Input START

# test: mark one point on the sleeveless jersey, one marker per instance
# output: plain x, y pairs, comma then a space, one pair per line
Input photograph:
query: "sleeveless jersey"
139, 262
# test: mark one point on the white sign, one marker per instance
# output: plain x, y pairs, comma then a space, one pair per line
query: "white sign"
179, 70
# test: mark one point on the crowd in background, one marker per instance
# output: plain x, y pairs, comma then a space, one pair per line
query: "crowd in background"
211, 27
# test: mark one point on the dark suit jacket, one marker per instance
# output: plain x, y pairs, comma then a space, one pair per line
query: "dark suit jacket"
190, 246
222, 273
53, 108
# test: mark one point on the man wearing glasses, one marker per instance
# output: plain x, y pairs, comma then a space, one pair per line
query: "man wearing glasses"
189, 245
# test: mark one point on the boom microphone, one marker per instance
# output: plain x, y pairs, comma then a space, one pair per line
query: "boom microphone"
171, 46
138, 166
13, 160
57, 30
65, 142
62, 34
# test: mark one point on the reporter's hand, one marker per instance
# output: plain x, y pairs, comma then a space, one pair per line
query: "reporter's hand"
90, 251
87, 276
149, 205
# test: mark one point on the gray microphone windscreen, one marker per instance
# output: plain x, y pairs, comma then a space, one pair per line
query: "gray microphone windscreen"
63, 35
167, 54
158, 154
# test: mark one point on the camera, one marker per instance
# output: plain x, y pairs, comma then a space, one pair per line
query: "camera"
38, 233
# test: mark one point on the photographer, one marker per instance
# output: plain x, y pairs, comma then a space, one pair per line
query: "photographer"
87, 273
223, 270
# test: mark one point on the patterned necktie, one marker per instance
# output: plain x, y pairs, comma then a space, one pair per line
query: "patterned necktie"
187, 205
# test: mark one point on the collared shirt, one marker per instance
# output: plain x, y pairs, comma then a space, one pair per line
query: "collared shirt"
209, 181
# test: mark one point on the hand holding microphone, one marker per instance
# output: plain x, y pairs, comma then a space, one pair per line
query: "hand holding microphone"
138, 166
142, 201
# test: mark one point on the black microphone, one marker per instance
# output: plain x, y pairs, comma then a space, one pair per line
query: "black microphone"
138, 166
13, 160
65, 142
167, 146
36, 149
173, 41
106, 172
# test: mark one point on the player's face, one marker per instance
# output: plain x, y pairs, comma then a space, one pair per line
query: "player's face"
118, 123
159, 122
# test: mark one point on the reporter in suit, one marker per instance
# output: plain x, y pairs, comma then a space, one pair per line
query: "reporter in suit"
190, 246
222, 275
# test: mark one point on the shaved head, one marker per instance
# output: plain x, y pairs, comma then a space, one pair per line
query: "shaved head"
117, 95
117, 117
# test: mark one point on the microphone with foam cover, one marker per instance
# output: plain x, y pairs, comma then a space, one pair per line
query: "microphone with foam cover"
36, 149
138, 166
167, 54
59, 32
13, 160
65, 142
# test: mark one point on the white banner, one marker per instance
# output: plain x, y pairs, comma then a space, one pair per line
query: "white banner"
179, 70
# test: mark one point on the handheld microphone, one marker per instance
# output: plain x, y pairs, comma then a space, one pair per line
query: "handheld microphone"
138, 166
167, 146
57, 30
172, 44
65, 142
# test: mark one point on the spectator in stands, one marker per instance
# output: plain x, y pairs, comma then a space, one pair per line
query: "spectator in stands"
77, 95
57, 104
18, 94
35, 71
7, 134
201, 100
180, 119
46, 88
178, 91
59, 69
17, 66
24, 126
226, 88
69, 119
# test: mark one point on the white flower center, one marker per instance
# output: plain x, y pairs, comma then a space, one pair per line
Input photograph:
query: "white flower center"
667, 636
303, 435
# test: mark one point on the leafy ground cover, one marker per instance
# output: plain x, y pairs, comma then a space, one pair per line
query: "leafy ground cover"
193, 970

Input END

Task prompt :: Your job is to give the listing again exactly as it was written.

Task response ::
# test: mark one point on the sleeveless jersey, one marker per instance
# output: plain x, y pairs, comma then a space, one pair per line
Input photograph:
query: "sleeveless jersey"
139, 262
# test: mark one point on the white sign, one marker per instance
# output: plain x, y pairs, comma then a space, one pair per line
query: "white sign"
179, 70
# test: mark one point on the crowd in background, one marker per instance
# output: plain x, y pairs, comma then a space, one pair per line
query: "crowd in background"
211, 27
# test: mark one point on the dark suit jacket, one marker per instance
# output: plain x, y pairs, comma then a space, one pair per line
query: "dark suit jacket"
190, 246
222, 273
53, 108
# test: mark one point on the man wearing glasses, one marker per instance
# output: plain x, y pairs, comma then a space, one pair per line
query: "man wearing glasses"
189, 245
# test: mark one point on the boom microphone, one marker per instance
# output: plain x, y pairs, comma then a space, one pair per line
query: "boom microphone"
171, 46
138, 166
13, 160
57, 30
65, 142
62, 34
# test: mark one point on the reporter's hand, one marker per instance
# output: plain x, y pairs, comma then a space, one pair per line
query: "reporter's hand"
90, 251
87, 276
149, 205
# test: mark one point on the gray microphone windscreen, one marker per instance
# output: plain x, y pairs, comma then a space, one pair per line
query: "gray microphone windscreen"
63, 35
167, 54
158, 154
# test: mark one point on the camera, one marker per instance
# output: plain x, y pairs, comma then a space, one pair per line
query: "camera"
38, 233
# test: mark one point on the photographer, one marker per instance
# output: plain x, y pairs, comma then a space, one pair per line
query: "photographer"
87, 273
223, 270
# test: mark one point on the patterned necktie, one marker per instance
# output: plain x, y pairs, comma then a space, one pair per line
query: "patterned necktie"
187, 205
# test: mark one point on the collared shirt, one marker per instance
# output: plain x, y pairs, comma then a space, one pair per line
query: "collared shirt"
209, 181
# test: mark one point on the hand holding microphone, one marker per instance
# output: plain x, y pairs, comma then a space, one pair per line
query: "hand holding microphone"
138, 166
142, 201
# test: mark one point on the black microphone, one marker per instance
# output: plain x, y pairs, comma then a space, one pair per line
query: "black microphone"
138, 166
13, 160
65, 142
167, 146
36, 149
173, 41
106, 172
# test: mark one point on the player's face, one marker per instance
# output: plain x, y pairs, comma then a space, one pair per line
query: "player's face"
118, 123
159, 122
# test: mark one point on the reporter in suit, one marker per instance
# output: plain x, y pairs, comma then a space, one pair per line
query: "reporter in suit"
190, 246
222, 275
# test: mark one point on the shaved head, one marker per instance
# output: plain x, y pairs, comma then a space, one pair per line
query: "shaved head"
117, 95
117, 117
# test: mark one point on the microphone with foam cover, one marker per instance
# output: plain x, y pairs, comma then a space, one pair per line
query: "microphone with foam cover"
36, 149
138, 166
167, 54
59, 32
13, 160
65, 142
# test: mark one point on the white banner, one marker per instance
# output: plain x, y pairs, comma then a space, one pair per line
query: "white banner"
179, 70
# test: mark one point on the handheld microphone, one marker per instance
# output: plain x, y pairs, comma then a space, one pair per line
query: "handheld microphone"
138, 166
167, 146
57, 30
172, 44
65, 142
# test: mark one point on the spectator in stands, one marker per instance
# output: plain x, y pairs, comma then a space, one pair per line
query: "spectator in stands"
77, 95
57, 104
18, 94
35, 71
7, 134
201, 100
180, 119
46, 88
178, 91
59, 69
17, 66
24, 126
226, 88
69, 119
# test: mark one point on the white flower center, one marker per instance
# output: plain x, y pairs, comma then a space, one pair per line
Input photograph:
query: "white flower center"
667, 636
303, 435
# test: mark one point on the leafy ground cover, one marker per instance
# output: plain x, y pairs, comma then a space, one pair per line
query: "leafy ground cover"
193, 970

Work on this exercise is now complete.